WRITTEN INSTRUCTION: Transcribe every entry word for word. Skip the pictures.

(Records of labeled points)
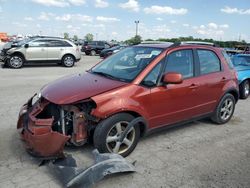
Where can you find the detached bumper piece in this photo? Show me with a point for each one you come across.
(105, 164)
(41, 140)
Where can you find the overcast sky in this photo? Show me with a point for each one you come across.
(114, 19)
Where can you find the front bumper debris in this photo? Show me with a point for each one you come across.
(105, 164)
(40, 139)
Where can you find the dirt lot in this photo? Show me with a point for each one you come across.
(198, 154)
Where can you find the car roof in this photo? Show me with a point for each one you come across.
(192, 44)
(243, 55)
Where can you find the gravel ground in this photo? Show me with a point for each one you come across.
(198, 154)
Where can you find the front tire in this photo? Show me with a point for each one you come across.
(108, 132)
(244, 89)
(224, 111)
(92, 53)
(16, 61)
(68, 61)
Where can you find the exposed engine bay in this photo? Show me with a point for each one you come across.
(45, 123)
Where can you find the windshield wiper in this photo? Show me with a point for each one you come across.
(107, 75)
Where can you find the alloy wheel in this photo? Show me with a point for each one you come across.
(16, 62)
(68, 61)
(226, 109)
(113, 138)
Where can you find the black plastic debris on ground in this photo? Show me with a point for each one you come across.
(105, 164)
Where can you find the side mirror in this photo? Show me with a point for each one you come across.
(172, 78)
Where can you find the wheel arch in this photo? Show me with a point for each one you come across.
(20, 54)
(70, 55)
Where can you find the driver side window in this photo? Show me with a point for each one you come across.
(152, 78)
(181, 61)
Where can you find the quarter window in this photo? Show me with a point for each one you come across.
(182, 62)
(209, 62)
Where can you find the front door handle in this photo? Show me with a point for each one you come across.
(193, 86)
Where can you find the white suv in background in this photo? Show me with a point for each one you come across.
(58, 50)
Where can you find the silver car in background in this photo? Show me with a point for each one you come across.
(57, 50)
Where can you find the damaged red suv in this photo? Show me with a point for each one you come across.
(128, 95)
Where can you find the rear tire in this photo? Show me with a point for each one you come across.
(16, 61)
(108, 131)
(68, 61)
(244, 89)
(92, 53)
(224, 111)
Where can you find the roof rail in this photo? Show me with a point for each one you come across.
(154, 42)
(198, 43)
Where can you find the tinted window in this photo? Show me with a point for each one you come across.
(209, 61)
(58, 43)
(38, 43)
(100, 43)
(152, 78)
(128, 63)
(228, 59)
(182, 62)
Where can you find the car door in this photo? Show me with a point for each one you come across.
(212, 79)
(36, 50)
(55, 49)
(172, 103)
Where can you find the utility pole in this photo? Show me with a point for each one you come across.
(136, 27)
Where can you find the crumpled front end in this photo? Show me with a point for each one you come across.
(46, 127)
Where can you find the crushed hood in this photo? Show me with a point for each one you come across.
(77, 87)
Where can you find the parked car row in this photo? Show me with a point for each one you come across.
(242, 66)
(40, 49)
(128, 95)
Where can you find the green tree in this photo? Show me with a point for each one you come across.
(134, 40)
(66, 35)
(89, 37)
(75, 38)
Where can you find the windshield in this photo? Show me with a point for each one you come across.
(126, 64)
(241, 60)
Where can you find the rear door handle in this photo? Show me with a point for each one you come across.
(223, 79)
(193, 86)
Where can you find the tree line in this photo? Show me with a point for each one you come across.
(138, 39)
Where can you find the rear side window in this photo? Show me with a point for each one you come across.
(100, 43)
(228, 59)
(209, 62)
(181, 61)
(58, 43)
(38, 43)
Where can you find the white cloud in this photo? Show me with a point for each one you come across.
(77, 2)
(69, 26)
(74, 17)
(107, 19)
(28, 19)
(101, 4)
(60, 3)
(230, 10)
(18, 24)
(211, 30)
(55, 3)
(225, 26)
(45, 16)
(212, 25)
(131, 5)
(155, 9)
(159, 19)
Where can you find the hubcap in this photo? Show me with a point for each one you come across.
(68, 61)
(227, 109)
(16, 61)
(113, 138)
(246, 89)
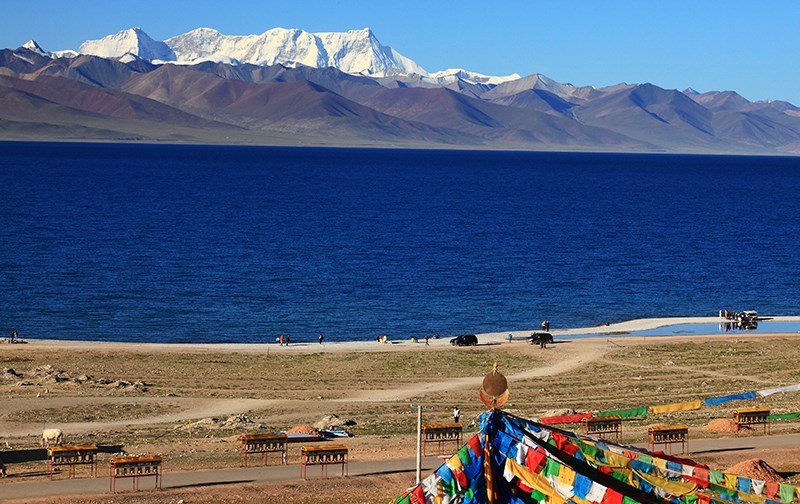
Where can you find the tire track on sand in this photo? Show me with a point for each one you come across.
(578, 356)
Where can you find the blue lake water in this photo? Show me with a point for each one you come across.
(241, 244)
(691, 329)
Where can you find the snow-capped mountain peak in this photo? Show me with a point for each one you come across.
(357, 52)
(354, 51)
(32, 45)
(134, 41)
(452, 74)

ANSWER BELOW:
Where can you find the detached bumper piece in this photo? Show me with a point for each one you come across.
(105, 164)
(41, 140)
Where can you find the overcast sky in this photo? Show me with a point for each one you come across.
(114, 19)
Where can you find the front bumper debris in this photo? Show me with a point for each one you come across.
(105, 164)
(40, 139)
Where can you find the dirt lot in this photo? Show me with a point for each one you come across.
(198, 154)
Where can you find the car roof in this photo? Show me with a point for each one you come across.
(192, 44)
(243, 55)
Where can you find the gravel ground in this photo? Show me with a point for each one you come across.
(198, 154)
Where can you find the front tire in this photo? Show me with a point for each one you come across.
(108, 132)
(244, 89)
(224, 111)
(92, 53)
(16, 61)
(68, 61)
Where can you find the exposed engine bay in this photo? Show me with a point for each one you come across.
(45, 123)
Where can you find the windshield wiper in this photo? Show me with a point for each one you come across.
(107, 75)
Where can you find the alloy wheel in this photo? Show me with a point for each one you come across.
(16, 62)
(68, 61)
(226, 109)
(113, 138)
Where can you find the black plastic debris on ground in this photo? Show me with a point for each one you come across.
(105, 164)
Where can you find the side mirror in this photo? Show me with a point for each one you come across.
(172, 78)
Where can you find the wheel arch in this photo? Show me with a point for each one you come across.
(20, 54)
(70, 55)
Where can you find the driver side window in this photo? Show me with a point for each one you come across.
(152, 78)
(181, 61)
Where can you find the quarter window in this photo? Show me with a point for each one you come across.
(182, 62)
(209, 62)
Where can you find the front door handle in this photo? Show me with a point for each one you come across.
(193, 86)
Where can you find the white suv in background in this photo? Show me with a point for each one you come across.
(58, 50)
Where can you find the silver car in background in this photo? Show me with a point for each one you come across.
(57, 50)
Where can you find the damaged red suv in this photo? Show me with a point for each one you come across.
(128, 95)
Where can you find the rear tire in this photo? Show me with a point for each one you come across.
(16, 61)
(108, 131)
(68, 61)
(244, 89)
(92, 53)
(224, 111)
Where can you find the roof rail in this photo? Show me with a point for each one you come across.
(154, 42)
(198, 43)
Where can you find the tinted window in this photo? Show me with a point for each one you come across.
(209, 61)
(58, 43)
(38, 43)
(100, 43)
(152, 78)
(128, 63)
(228, 59)
(182, 62)
Where can you find the car door in this photo? Show me with a point for each one you come across.
(212, 79)
(36, 50)
(55, 49)
(172, 103)
Where can you find the utility pole in this photo? Show me with a point for each one you come across.
(136, 27)
Where can you find the crumpled front end in this photo? Show me with a point for each one you come across.
(46, 127)
Where can you find the crushed hood in this photo? Show me with a point for each one you come across.
(77, 87)
Where can you find the parked car row in this photo? Show me with a point for each one you come across.
(242, 66)
(40, 49)
(128, 95)
Where can you find the green tree in this photo? Show me with a point for each one you come across.
(134, 40)
(66, 35)
(89, 37)
(75, 38)
Where can you find the windshield in this photo? Show me with a point for each one you come across.
(126, 64)
(241, 60)
Where can you find the rear door handle in this photo? Show me with a point for each one you come across.
(223, 79)
(193, 86)
Where can you find the tree line in this photo? Show me with a point for each one you come across.
(138, 39)
Where can you find the rear side window in this photo? Show me with a point for each one you come across.
(100, 43)
(228, 59)
(209, 62)
(181, 61)
(58, 43)
(38, 43)
Where can you find the white cloud in this photo? Show me with a point for each one you come across.
(77, 2)
(69, 26)
(74, 17)
(107, 19)
(28, 19)
(101, 4)
(60, 3)
(230, 10)
(18, 24)
(211, 30)
(55, 3)
(225, 26)
(45, 16)
(212, 25)
(131, 5)
(155, 9)
(159, 19)
Where can you find the hubcap in this photo? Show me with a point for each one you come across.
(68, 61)
(227, 109)
(16, 61)
(113, 138)
(246, 89)
Where can you find the tire track on sand in this photo? Show me with a point for each one you come across.
(578, 356)
Where can you find the blue lake water in this photo? Show me with a point for each one you come across.
(241, 244)
(691, 329)
Where can you find the snow-capped mountain peak in this photo? Show me with a point for each one you come across.
(357, 52)
(354, 51)
(32, 45)
(134, 41)
(452, 74)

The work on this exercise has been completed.